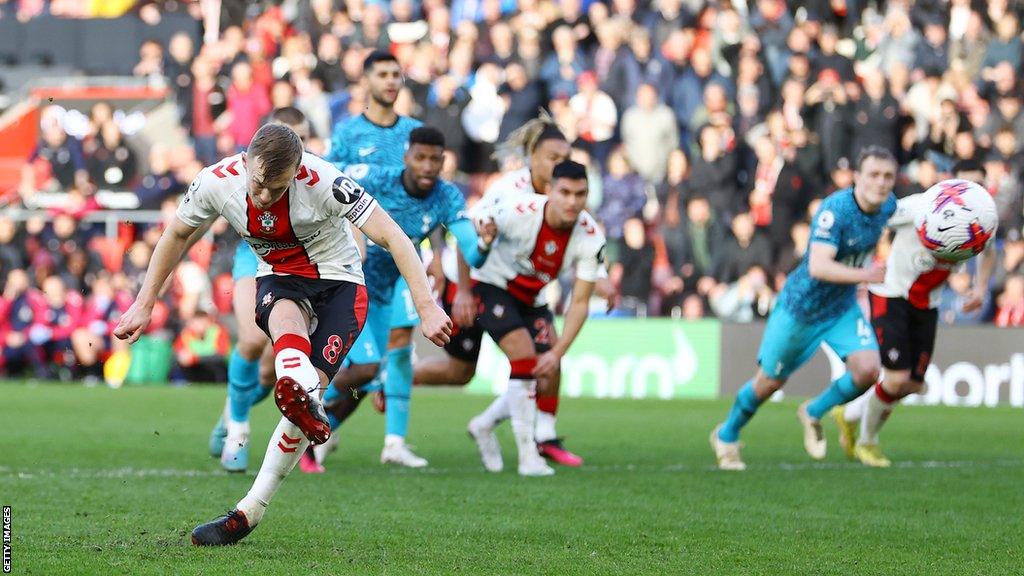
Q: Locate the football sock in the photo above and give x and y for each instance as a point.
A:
(292, 360)
(855, 408)
(880, 404)
(547, 407)
(259, 395)
(397, 391)
(287, 445)
(841, 392)
(522, 405)
(743, 407)
(243, 379)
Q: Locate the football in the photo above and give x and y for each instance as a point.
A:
(957, 220)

**EXERCISE AIM:** Retype the data above exactly. Leave the pictures out.

**TASK SOLUTION:**
Q: Locate the football sock in the photo above and give x and y for each instance as a point.
A:
(292, 360)
(855, 408)
(880, 404)
(547, 407)
(259, 395)
(397, 391)
(287, 445)
(841, 392)
(522, 405)
(743, 407)
(243, 379)
Q: Locate the football in the photo above and give x and y for each instance as a point.
A:
(957, 220)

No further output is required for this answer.